Your instructions:
Leave out the pictures and repeat the entries below verbatim.

Material for the task:
=====
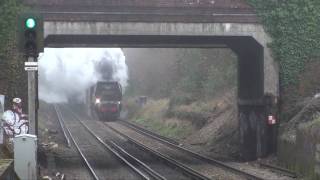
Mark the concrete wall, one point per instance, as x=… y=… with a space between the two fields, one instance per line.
x=271 y=78
x=303 y=154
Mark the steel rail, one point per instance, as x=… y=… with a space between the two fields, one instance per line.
x=199 y=156
x=150 y=132
x=62 y=126
x=80 y=152
x=111 y=149
x=286 y=172
x=185 y=169
x=150 y=171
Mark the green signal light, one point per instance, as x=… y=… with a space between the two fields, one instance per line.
x=30 y=23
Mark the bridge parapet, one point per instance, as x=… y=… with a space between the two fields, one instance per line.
x=231 y=11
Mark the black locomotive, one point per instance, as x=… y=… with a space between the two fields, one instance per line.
x=105 y=97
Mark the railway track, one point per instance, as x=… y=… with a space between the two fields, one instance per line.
x=103 y=169
x=279 y=170
x=190 y=173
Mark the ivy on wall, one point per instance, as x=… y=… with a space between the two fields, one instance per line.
x=294 y=26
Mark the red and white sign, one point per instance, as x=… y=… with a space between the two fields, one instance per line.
x=271 y=120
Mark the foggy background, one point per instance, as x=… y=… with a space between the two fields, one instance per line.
x=68 y=72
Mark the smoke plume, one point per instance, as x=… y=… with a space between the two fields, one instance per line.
x=67 y=73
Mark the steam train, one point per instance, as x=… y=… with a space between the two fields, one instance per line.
x=105 y=100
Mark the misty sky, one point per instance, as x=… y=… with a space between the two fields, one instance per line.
x=69 y=72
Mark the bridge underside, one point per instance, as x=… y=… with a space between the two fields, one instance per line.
x=257 y=72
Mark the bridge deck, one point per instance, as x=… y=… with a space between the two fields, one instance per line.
x=222 y=11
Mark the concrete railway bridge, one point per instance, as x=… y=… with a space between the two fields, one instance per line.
x=178 y=23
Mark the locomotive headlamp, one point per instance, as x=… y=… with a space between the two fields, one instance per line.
x=98 y=101
x=30 y=23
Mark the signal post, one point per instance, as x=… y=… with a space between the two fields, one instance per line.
x=25 y=145
x=30 y=44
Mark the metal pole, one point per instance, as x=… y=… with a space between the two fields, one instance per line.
x=31 y=99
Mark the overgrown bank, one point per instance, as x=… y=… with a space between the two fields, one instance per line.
x=294 y=28
x=208 y=126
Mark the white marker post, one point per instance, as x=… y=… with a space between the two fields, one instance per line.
x=31 y=66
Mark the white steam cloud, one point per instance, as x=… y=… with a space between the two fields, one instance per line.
x=69 y=72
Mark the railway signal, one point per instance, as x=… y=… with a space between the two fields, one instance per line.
x=30 y=34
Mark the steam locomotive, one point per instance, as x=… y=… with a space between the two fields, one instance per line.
x=105 y=100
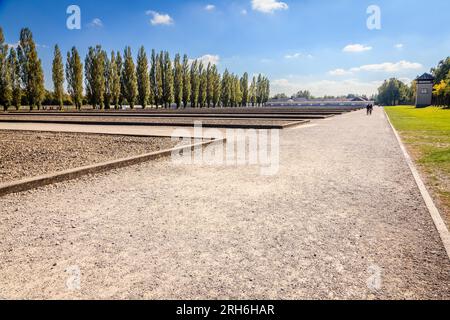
=====
Expected output:
Mark the concrete wall, one point per instance, as x=… y=… with a space between the two fields, one instance per line.
x=271 y=78
x=303 y=154
Mark the steel rail, one point per instance, as x=… y=… with a space between the two fields, one instance per line.
x=199 y=156
x=150 y=132
x=62 y=126
x=80 y=152
x=111 y=149
x=286 y=172
x=185 y=169
x=150 y=171
Mark the green signal light, one point per instance, as x=… y=… with a space between the two fields, one instance per line.
x=30 y=23
Mark the bridge parapet, one point per instance, as x=… y=… with a space between the two fields, one instance per line.
x=231 y=11
Mark the black locomotive, one point per instance, as x=… y=… with a space between the two fields, one instance per line.
x=105 y=97
Mark the railway track, one point per instance, as x=… y=… with a space between the two fields, one instance per line.
x=103 y=169
x=279 y=170
x=190 y=173
Mark the ivy on wall, one point per instance, as x=… y=… with a space between the two fields, one instance per line.
x=294 y=26
Mark the red and white sign, one point per instance, as x=… y=… with a space between the two fields, one instance per line.
x=271 y=120
Mark the foggy background, one point per instance, as x=… y=… with a space between the two fields, one instance per line.
x=68 y=72
Mark the smoke plume, one point per instance, as x=… y=… with a space between the two fields, one instance per line.
x=67 y=73
Mark the steam train, one point per instance, as x=… y=… with a space between the two fields, one instance per line.
x=105 y=100
Mark the misty sky, one point per instance, as x=… y=… with a space between the two fields, one instance per line.
x=69 y=72
Mark the bridge underside, one point per instance, as x=… y=… with a space between the two fields, one instance per line.
x=257 y=72
Mark the bridge deck, one point per instance, as x=… y=… with a space between the two fields, one instance per line.
x=222 y=11
Mark the concrete railway bridge, one point per instance, as x=… y=… with a space between the two fields, one instance per line.
x=178 y=23
Mark the locomotive headlamp, one point per instance, as x=… y=… with a space between the two fields, one instance per line.
x=98 y=101
x=30 y=23
Mark the signal post, one point per instance, as x=… y=… with a space between the two fields, one instance per line.
x=25 y=145
x=30 y=44
Mark the metal pole, one point per instance, as x=… y=… with a space between the two fields, one instance per line.
x=31 y=99
Mark the overgrown bank, one point per instance, as x=… y=… with a space between the two fields, one instance per line.
x=294 y=28
x=208 y=126
Mark the white marker post, one point per instance, as x=… y=… with a space between the two fields, one instance per line.
x=31 y=66
Mark the white steam cloud, one point per instance, as x=… y=… with a space between the two fields, one instance per line.
x=69 y=72
Mark the railway signal, one point per instance, as x=… y=… with a space between the two fields, one instance per line.
x=30 y=34
Mark the steam locomotive, one point per instance, as x=… y=… with a space between the two fields, one instance per line.
x=105 y=100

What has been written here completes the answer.